The article revealed that about half of high school students (male and female) participate in school sports and the pressure to win often influence young women to come in close proximity to disordered eating behaviors, drug use (tobacco, diet pills, diuretics, laxatives, amphetamines, and anabolic steroids).
From News-Medical.Net:
The researchers found that athletes participating in the ATHENA program reported significantly less ongoing and new use of diet pills, and less use of amphetamines, anabolic steroids, and sport supplements. These athletes also reported more seatbelt use and less new sexual activity. The ATHENA athletes also had positive changes in healthy eating behaviors, and reductions in intent to use diet pills in the future, vomiting to lose weight and tobacco use.

━━━━

Tasks to complete →
a. According to the ATHENA program excerpt, about what share of high school students take part in school sports?
b. Go on with the ATHENA program excerpt, picking up after its final sentence.
The data after this point is separate material and has no connection to the ATHENA program excerpt.

Data section →
━━━━

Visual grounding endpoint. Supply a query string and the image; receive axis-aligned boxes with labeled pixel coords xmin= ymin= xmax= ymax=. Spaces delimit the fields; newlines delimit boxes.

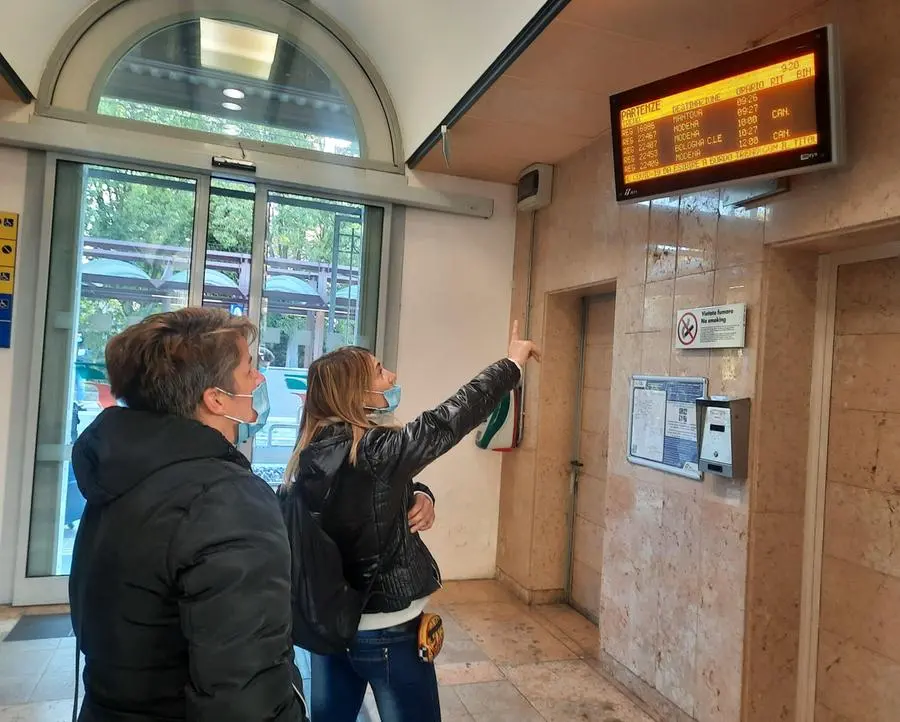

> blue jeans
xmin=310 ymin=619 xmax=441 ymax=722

━━━━

Answers for this exercise →
a. About half of high school students, both male and female.

b.
“The ATHENA curriculum succeeded in most of its prevention and health promotion goals,” the authors write. “Following their sport season, intervention students reported less ongoing and new diet pill use and less new use of athletic-enhancing, body-shaping substances (amphetamines, anabolic steroids, and muscle-building supplements). Experimental participants understood more about the presented topics, had improved self-reported dietary habits, and indicated greater self-efficacy for exercise training,” write the researchers.
The topics in the ATHENA program were gender specific and consisted of information on effective exercise training, drug use, depression prevention, media images of women, and healthy sport nutrition.